Brief:
Beginning with the line that contains "Set-play tagging: locate each instance of the rhino front leg", transcribe every line down to the end of the entries, exactly, and no other lines.

Input:
□ □ □

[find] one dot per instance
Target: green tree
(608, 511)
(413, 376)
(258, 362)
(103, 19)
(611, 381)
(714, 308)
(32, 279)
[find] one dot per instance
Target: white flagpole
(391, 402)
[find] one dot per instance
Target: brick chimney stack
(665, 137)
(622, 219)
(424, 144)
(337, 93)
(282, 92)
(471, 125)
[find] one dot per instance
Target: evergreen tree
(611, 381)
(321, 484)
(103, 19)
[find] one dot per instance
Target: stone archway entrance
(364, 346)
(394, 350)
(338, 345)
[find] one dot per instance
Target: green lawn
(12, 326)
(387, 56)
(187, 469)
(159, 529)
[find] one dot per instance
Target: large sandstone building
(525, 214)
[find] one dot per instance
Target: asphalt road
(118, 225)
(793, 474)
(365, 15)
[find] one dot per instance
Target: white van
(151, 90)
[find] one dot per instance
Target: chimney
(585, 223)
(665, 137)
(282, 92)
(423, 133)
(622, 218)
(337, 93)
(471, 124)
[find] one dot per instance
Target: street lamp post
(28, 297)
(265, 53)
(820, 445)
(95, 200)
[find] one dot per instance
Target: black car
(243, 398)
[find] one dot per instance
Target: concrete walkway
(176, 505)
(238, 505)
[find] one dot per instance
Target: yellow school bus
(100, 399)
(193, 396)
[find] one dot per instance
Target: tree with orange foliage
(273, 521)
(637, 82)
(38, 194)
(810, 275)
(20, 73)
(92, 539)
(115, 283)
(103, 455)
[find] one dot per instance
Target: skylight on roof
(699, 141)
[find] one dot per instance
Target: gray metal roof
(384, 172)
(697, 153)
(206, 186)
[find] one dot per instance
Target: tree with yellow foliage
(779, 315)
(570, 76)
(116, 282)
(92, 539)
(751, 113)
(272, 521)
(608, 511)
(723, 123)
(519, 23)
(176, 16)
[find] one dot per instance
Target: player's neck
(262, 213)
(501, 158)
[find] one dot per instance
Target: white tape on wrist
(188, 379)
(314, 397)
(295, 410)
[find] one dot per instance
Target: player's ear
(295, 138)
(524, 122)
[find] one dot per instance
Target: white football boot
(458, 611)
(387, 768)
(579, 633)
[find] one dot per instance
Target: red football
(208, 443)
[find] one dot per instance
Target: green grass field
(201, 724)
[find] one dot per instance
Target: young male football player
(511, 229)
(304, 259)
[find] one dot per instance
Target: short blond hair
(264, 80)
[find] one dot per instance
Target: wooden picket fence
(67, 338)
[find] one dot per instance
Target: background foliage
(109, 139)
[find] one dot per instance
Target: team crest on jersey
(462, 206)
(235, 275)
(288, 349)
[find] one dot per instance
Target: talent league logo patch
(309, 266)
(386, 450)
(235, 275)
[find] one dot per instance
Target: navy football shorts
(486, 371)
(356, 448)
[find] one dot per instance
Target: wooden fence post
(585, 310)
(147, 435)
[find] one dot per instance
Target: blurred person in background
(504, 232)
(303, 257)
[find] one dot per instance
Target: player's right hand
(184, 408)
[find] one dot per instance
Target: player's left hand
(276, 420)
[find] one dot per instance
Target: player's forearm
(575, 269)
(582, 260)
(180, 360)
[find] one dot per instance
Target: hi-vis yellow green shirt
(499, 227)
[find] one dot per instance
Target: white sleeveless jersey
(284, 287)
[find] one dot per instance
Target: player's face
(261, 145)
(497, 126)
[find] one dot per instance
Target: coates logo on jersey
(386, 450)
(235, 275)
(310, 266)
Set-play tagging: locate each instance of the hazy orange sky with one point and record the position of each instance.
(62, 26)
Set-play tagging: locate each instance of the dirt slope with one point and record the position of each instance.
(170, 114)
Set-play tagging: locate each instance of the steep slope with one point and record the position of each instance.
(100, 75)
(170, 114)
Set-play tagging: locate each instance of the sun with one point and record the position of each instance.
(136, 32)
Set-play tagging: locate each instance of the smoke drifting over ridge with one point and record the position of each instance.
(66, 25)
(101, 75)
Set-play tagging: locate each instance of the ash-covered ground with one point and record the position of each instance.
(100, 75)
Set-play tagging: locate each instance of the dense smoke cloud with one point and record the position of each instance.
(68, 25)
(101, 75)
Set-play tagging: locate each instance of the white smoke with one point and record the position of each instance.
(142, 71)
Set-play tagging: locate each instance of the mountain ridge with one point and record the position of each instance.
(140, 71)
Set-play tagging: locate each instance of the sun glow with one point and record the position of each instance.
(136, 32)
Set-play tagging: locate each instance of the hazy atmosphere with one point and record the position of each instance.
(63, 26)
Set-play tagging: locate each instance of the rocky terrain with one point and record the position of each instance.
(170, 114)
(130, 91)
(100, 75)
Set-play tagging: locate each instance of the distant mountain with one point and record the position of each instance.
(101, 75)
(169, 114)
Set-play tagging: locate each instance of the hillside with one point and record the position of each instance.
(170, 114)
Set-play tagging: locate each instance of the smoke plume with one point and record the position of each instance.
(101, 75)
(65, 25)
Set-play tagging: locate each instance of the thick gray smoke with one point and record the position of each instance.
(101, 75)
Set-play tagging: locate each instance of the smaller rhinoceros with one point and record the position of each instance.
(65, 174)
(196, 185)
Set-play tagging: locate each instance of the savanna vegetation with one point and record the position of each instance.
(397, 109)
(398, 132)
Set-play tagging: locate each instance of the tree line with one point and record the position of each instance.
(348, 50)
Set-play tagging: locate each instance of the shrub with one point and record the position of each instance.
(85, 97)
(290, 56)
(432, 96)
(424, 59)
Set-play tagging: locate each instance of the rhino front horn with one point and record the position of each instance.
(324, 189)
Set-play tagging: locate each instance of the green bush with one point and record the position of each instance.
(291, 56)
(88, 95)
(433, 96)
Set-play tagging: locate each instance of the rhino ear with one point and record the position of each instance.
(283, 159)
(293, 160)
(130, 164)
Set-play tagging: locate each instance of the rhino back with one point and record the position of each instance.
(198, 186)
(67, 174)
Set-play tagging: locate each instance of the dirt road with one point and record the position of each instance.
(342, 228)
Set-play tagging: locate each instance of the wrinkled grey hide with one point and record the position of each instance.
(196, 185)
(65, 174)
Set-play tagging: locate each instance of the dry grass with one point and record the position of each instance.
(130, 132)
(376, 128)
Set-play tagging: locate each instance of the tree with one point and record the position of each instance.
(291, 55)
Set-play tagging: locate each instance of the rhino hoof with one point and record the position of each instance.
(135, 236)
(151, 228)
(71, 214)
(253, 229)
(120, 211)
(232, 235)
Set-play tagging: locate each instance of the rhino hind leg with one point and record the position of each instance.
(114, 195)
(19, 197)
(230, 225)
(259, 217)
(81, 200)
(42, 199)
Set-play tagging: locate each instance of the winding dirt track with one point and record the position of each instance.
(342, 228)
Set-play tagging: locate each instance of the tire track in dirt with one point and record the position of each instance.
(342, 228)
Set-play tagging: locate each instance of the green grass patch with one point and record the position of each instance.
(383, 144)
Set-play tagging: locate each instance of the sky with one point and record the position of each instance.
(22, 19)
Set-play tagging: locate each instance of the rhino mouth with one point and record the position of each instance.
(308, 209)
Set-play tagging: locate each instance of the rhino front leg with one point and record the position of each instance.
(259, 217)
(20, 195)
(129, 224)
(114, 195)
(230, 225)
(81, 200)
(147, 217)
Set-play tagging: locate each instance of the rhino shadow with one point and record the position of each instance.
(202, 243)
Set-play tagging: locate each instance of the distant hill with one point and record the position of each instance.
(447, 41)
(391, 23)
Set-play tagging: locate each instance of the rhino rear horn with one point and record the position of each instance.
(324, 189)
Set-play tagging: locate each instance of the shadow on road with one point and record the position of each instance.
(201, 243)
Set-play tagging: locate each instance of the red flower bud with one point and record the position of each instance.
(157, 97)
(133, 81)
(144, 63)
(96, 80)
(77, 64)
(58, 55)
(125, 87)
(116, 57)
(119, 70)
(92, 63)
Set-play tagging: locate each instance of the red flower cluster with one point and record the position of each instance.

□ □ □

Task response:
Set-play tagging: locate each instance of the rhino front leg with one point and record the position of each instance.
(259, 217)
(20, 195)
(129, 224)
(114, 195)
(230, 225)
(81, 200)
(147, 217)
Set-play tagging: locate each instance of the rhino shadow with one point and record the position of each instance.
(202, 243)
Set-play tagging: locate each instance of the distant hill with one point and record the position of each instance.
(447, 41)
(391, 23)
Set-play tagging: locate each instance of the rhino rear horn with one point and record the position of each instance.
(324, 189)
Set-play tagging: locate each instance of the shadow on road with one point and record the position of each instance.
(201, 243)
Set-play tagging: locate each instance of the red flower bud with one point and record the position of each instance.
(157, 97)
(133, 81)
(144, 63)
(96, 80)
(77, 64)
(58, 55)
(125, 87)
(116, 57)
(119, 70)
(92, 63)
Set-play tagging: locate each instance of the red flower cluster with one point and record the position of each instance.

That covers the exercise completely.